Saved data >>
-- Opening Marker --

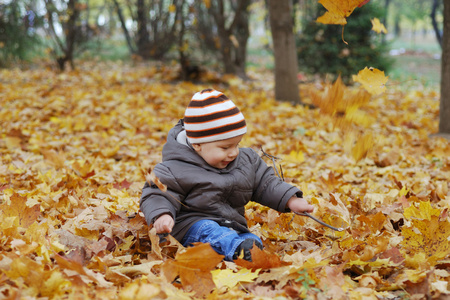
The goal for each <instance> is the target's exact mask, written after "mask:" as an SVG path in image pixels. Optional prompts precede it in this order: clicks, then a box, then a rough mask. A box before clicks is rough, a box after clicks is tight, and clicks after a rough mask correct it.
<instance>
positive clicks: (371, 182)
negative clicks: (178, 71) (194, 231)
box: [0, 64, 450, 299]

-- Closing Marker --

Work required >> Copy out the text of the material above word for word, leaving out the picture.

Task answer >>
The goal for each <instance> is the target's exact mask, written after "mask:" as an SVG path in image pixels. Optional prompts precede it in this order: clicks, then a box, then a rough mask. A box before clicks is rough, a box after clicks is tight, and clicks after a rough mask correct it.
<instance>
positive clicks: (371, 182)
negative clicks: (178, 71) (194, 231)
box: [0, 64, 450, 299]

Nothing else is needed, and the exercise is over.